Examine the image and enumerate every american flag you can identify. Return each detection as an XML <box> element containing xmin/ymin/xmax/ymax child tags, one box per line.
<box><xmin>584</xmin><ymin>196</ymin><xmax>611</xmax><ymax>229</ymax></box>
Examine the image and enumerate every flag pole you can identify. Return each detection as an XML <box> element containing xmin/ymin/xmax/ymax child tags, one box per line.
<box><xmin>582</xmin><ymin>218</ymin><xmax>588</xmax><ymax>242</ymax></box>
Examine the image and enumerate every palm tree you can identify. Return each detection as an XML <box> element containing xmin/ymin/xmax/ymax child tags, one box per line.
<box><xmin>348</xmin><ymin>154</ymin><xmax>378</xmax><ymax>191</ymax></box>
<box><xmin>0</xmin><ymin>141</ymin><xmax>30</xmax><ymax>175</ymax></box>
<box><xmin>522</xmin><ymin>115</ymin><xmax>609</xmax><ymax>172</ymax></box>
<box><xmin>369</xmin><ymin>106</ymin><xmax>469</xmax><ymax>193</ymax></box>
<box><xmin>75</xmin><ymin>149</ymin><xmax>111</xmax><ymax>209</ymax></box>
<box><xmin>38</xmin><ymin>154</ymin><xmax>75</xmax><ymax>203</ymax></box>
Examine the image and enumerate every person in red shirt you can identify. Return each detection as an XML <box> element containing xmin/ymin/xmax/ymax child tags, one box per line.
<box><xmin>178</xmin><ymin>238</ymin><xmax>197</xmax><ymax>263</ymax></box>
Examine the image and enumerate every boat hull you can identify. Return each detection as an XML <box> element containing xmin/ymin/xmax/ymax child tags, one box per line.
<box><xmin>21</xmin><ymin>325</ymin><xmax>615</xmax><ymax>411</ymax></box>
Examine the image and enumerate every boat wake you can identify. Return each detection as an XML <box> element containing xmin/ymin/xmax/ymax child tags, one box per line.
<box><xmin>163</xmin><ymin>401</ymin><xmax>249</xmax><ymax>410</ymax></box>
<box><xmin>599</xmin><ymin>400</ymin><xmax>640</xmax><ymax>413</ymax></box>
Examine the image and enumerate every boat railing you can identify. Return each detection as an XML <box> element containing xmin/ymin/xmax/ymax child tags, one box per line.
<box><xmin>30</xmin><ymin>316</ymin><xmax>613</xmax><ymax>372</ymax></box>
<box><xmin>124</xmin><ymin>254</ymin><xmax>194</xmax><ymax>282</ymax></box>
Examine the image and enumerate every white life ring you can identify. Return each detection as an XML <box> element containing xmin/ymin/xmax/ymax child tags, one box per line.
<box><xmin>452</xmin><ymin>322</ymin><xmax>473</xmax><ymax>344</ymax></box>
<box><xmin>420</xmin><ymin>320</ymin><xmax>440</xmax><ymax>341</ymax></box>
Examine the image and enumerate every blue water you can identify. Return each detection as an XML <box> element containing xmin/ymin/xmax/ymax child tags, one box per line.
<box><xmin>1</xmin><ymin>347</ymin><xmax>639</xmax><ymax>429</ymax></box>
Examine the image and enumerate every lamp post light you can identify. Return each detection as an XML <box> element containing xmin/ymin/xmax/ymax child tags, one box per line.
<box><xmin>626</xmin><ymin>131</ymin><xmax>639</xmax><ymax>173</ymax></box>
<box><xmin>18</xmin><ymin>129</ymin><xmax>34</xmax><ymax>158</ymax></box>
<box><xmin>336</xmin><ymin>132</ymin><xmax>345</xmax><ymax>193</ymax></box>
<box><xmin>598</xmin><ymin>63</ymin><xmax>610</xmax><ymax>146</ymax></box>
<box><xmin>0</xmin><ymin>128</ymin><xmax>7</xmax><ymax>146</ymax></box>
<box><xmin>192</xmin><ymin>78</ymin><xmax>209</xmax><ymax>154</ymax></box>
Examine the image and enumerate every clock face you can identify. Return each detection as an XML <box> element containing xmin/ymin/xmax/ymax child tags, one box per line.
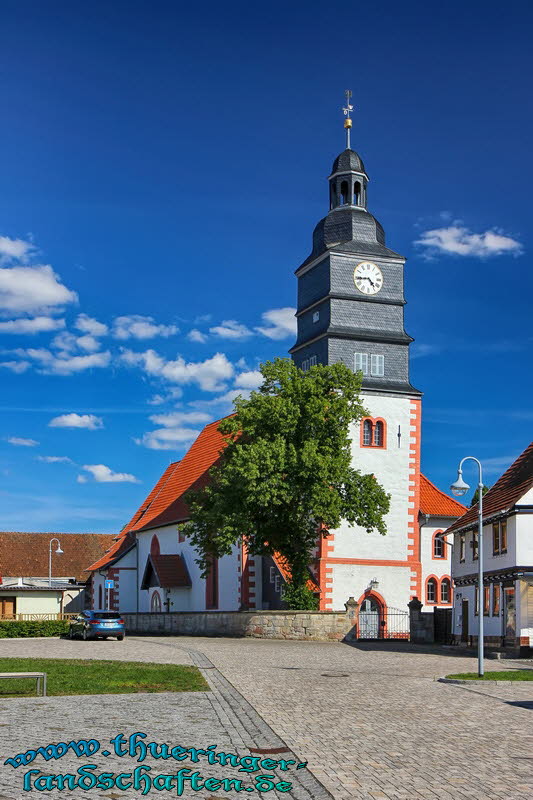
<box><xmin>354</xmin><ymin>261</ymin><xmax>383</xmax><ymax>295</ymax></box>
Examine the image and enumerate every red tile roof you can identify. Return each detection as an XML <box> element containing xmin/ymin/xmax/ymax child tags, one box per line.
<box><xmin>141</xmin><ymin>554</ymin><xmax>191</xmax><ymax>589</ymax></box>
<box><xmin>419</xmin><ymin>474</ymin><xmax>467</xmax><ymax>518</ymax></box>
<box><xmin>446</xmin><ymin>441</ymin><xmax>533</xmax><ymax>534</ymax></box>
<box><xmin>273</xmin><ymin>552</ymin><xmax>320</xmax><ymax>593</ymax></box>
<box><xmin>0</xmin><ymin>532</ymin><xmax>114</xmax><ymax>582</ymax></box>
<box><xmin>87</xmin><ymin>418</ymin><xmax>230</xmax><ymax>572</ymax></box>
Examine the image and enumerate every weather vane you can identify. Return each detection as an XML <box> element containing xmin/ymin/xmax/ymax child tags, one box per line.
<box><xmin>343</xmin><ymin>89</ymin><xmax>353</xmax><ymax>149</ymax></box>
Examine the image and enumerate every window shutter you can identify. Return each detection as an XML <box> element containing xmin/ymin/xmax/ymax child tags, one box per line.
<box><xmin>371</xmin><ymin>354</ymin><xmax>384</xmax><ymax>376</ymax></box>
<box><xmin>354</xmin><ymin>353</ymin><xmax>368</xmax><ymax>375</ymax></box>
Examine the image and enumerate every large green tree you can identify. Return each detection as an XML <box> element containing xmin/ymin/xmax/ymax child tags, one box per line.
<box><xmin>185</xmin><ymin>358</ymin><xmax>390</xmax><ymax>609</ymax></box>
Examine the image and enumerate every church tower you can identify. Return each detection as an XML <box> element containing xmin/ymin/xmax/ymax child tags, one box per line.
<box><xmin>291</xmin><ymin>95</ymin><xmax>423</xmax><ymax>615</ymax></box>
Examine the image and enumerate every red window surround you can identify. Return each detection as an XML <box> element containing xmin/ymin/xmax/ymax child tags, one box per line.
<box><xmin>432</xmin><ymin>530</ymin><xmax>447</xmax><ymax>559</ymax></box>
<box><xmin>360</xmin><ymin>417</ymin><xmax>387</xmax><ymax>449</ymax></box>
<box><xmin>205</xmin><ymin>557</ymin><xmax>219</xmax><ymax>610</ymax></box>
<box><xmin>425</xmin><ymin>575</ymin><xmax>438</xmax><ymax>605</ymax></box>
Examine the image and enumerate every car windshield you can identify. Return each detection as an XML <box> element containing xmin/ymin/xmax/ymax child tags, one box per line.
<box><xmin>93</xmin><ymin>612</ymin><xmax>122</xmax><ymax>619</ymax></box>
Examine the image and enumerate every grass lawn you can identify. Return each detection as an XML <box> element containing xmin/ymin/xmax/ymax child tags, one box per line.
<box><xmin>0</xmin><ymin>658</ymin><xmax>209</xmax><ymax>696</ymax></box>
<box><xmin>446</xmin><ymin>670</ymin><xmax>533</xmax><ymax>681</ymax></box>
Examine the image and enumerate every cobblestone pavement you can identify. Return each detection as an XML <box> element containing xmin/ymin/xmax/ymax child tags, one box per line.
<box><xmin>0</xmin><ymin>637</ymin><xmax>532</xmax><ymax>799</ymax></box>
<box><xmin>0</xmin><ymin>637</ymin><xmax>331</xmax><ymax>800</ymax></box>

**ABOUT THIS EXERCISE**
Nothing but the pictures may be dropped as you repeat the listing above exactly.

**ANSWER FOR THE TASK**
Examine the image and enumerate every american flag you can identify. Return each detection as an XML <box> element containing xmin/ymin/xmax/ymax child tags, one box per line.
<box><xmin>584</xmin><ymin>196</ymin><xmax>611</xmax><ymax>229</ymax></box>
Examine the image and enumerate every flag pole you can identify. Return each detection as an XML <box> element containing xmin/ymin/xmax/ymax child tags, one box per line.
<box><xmin>582</xmin><ymin>218</ymin><xmax>588</xmax><ymax>242</ymax></box>
Examine the image and enumerate every palm tree you can identify. Return each detection as an XML <box> element containing xmin/ymin/xmax/ymax child tags, one box per line.
<box><xmin>348</xmin><ymin>154</ymin><xmax>378</xmax><ymax>191</ymax></box>
<box><xmin>0</xmin><ymin>141</ymin><xmax>30</xmax><ymax>175</ymax></box>
<box><xmin>522</xmin><ymin>115</ymin><xmax>609</xmax><ymax>172</ymax></box>
<box><xmin>369</xmin><ymin>106</ymin><xmax>469</xmax><ymax>193</ymax></box>
<box><xmin>75</xmin><ymin>149</ymin><xmax>111</xmax><ymax>209</ymax></box>
<box><xmin>38</xmin><ymin>154</ymin><xmax>75</xmax><ymax>203</ymax></box>
Examine the image and enumerate every person in red shirt you can identify. Return each detection as an XML <box> element containing xmin/ymin/xmax/ymax child tags, one box per line.
<box><xmin>178</xmin><ymin>238</ymin><xmax>197</xmax><ymax>263</ymax></box>
Examine the image and enumerate every boat hull you can identify. Return each detection as an XML <box> element containing xmin/ymin/xmax/ymax child tags, one box per line.
<box><xmin>21</xmin><ymin>325</ymin><xmax>615</xmax><ymax>411</ymax></box>
Examine the image and enumerate every boat wake you can identify. Return each detection as an XML <box> element containing xmin/ymin/xmax/ymax child tags, one box per line.
<box><xmin>163</xmin><ymin>401</ymin><xmax>249</xmax><ymax>410</ymax></box>
<box><xmin>599</xmin><ymin>400</ymin><xmax>640</xmax><ymax>413</ymax></box>
Examine the image and enumerate every boat railing you can identify. Return each detection as an XML <box> element containing xmin/ymin/xmax/ymax child tags, one box per line.
<box><xmin>30</xmin><ymin>316</ymin><xmax>613</xmax><ymax>372</ymax></box>
<box><xmin>124</xmin><ymin>254</ymin><xmax>194</xmax><ymax>282</ymax></box>
Examine the image and enumerate every white life ring you can identify. Return each detection as an XML <box> element containing xmin/ymin/xmax/ymax child tags, one box per line.
<box><xmin>452</xmin><ymin>322</ymin><xmax>473</xmax><ymax>344</ymax></box>
<box><xmin>420</xmin><ymin>320</ymin><xmax>440</xmax><ymax>341</ymax></box>
Examine the image and enumerate every blue water you can identify. Return each detection as an XML <box> element containing xmin/ymin/xmax/ymax child tags, one box per line.
<box><xmin>1</xmin><ymin>347</ymin><xmax>639</xmax><ymax>429</ymax></box>
Examine the image and enumerate every lamp post light you can identify. Return each detection as an XML <box> element containing xmin/ymin/xmax/ymax child tags, one box per line.
<box><xmin>626</xmin><ymin>131</ymin><xmax>639</xmax><ymax>173</ymax></box>
<box><xmin>18</xmin><ymin>129</ymin><xmax>34</xmax><ymax>158</ymax></box>
<box><xmin>336</xmin><ymin>132</ymin><xmax>345</xmax><ymax>193</ymax></box>
<box><xmin>598</xmin><ymin>63</ymin><xmax>610</xmax><ymax>146</ymax></box>
<box><xmin>0</xmin><ymin>128</ymin><xmax>7</xmax><ymax>146</ymax></box>
<box><xmin>192</xmin><ymin>78</ymin><xmax>209</xmax><ymax>154</ymax></box>
Examine the image and enumerate every clock face you can identify. Return each detection as an XML <box> element containing xmin/ymin/xmax/ymax child tags, one box per line.
<box><xmin>354</xmin><ymin>261</ymin><xmax>383</xmax><ymax>295</ymax></box>
Examine the image and enumerate every red tile roof you can identify. Return each detection as an XML <box> element containing xmin/ymin/xmax/ymax child tags, one box per line.
<box><xmin>141</xmin><ymin>554</ymin><xmax>191</xmax><ymax>589</ymax></box>
<box><xmin>419</xmin><ymin>474</ymin><xmax>467</xmax><ymax>518</ymax></box>
<box><xmin>446</xmin><ymin>441</ymin><xmax>533</xmax><ymax>534</ymax></box>
<box><xmin>273</xmin><ymin>552</ymin><xmax>320</xmax><ymax>593</ymax></box>
<box><xmin>0</xmin><ymin>532</ymin><xmax>114</xmax><ymax>582</ymax></box>
<box><xmin>87</xmin><ymin>418</ymin><xmax>230</xmax><ymax>572</ymax></box>
Examine the image and enumerate every weather vane you can identify. Return each detection as an XML <box> element containing xmin/ymin/xmax/ymax child tags, one box per line.
<box><xmin>343</xmin><ymin>89</ymin><xmax>353</xmax><ymax>149</ymax></box>
Examine the image and enumerate every window shutter you can identify. Return each detection as an XML <box> element containing xmin/ymin/xmax/ymax child tags, one box per line.
<box><xmin>371</xmin><ymin>354</ymin><xmax>384</xmax><ymax>376</ymax></box>
<box><xmin>354</xmin><ymin>353</ymin><xmax>368</xmax><ymax>375</ymax></box>
Examine the image and enumerate every large green tree you can identify. Return each detection as an XML <box> element containing xmin/ymin/xmax/ymax child tags, one box per line.
<box><xmin>185</xmin><ymin>358</ymin><xmax>390</xmax><ymax>609</ymax></box>
Examine the image and enumerate every church tower you can identify. Return each detection as an XML <box> element containing xmin/ymin/xmax/ymax child tags, one box per line.
<box><xmin>291</xmin><ymin>95</ymin><xmax>423</xmax><ymax>615</ymax></box>
Examine the image and enumerate every red window surround you can identify. Return each detection as an XML <box> element containing xmin/ymin/xmax/ymax child tags, one box per line.
<box><xmin>432</xmin><ymin>530</ymin><xmax>447</xmax><ymax>559</ymax></box>
<box><xmin>360</xmin><ymin>417</ymin><xmax>387</xmax><ymax>449</ymax></box>
<box><xmin>205</xmin><ymin>557</ymin><xmax>219</xmax><ymax>610</ymax></box>
<box><xmin>425</xmin><ymin>575</ymin><xmax>438</xmax><ymax>605</ymax></box>
Examine the image and enumerate every car windshield you can identify. Return each detection as an XML <box> element containing xmin/ymin/xmax/ymax child tags, one box per line.
<box><xmin>93</xmin><ymin>612</ymin><xmax>122</xmax><ymax>619</ymax></box>
Examine the image and enumerate every grass lawn you can identify. Return each detection as an XML <box> element containing xmin/ymin/xmax/ymax child tags, one box per line.
<box><xmin>0</xmin><ymin>658</ymin><xmax>209</xmax><ymax>696</ymax></box>
<box><xmin>446</xmin><ymin>670</ymin><xmax>533</xmax><ymax>681</ymax></box>
Examine the image and enumerate every cobblestone pavement you can identify. Return each detection as an XML <box> element containing xmin/ymin/xmax/ymax child tags, one box per line.
<box><xmin>0</xmin><ymin>637</ymin><xmax>532</xmax><ymax>799</ymax></box>
<box><xmin>0</xmin><ymin>637</ymin><xmax>331</xmax><ymax>800</ymax></box>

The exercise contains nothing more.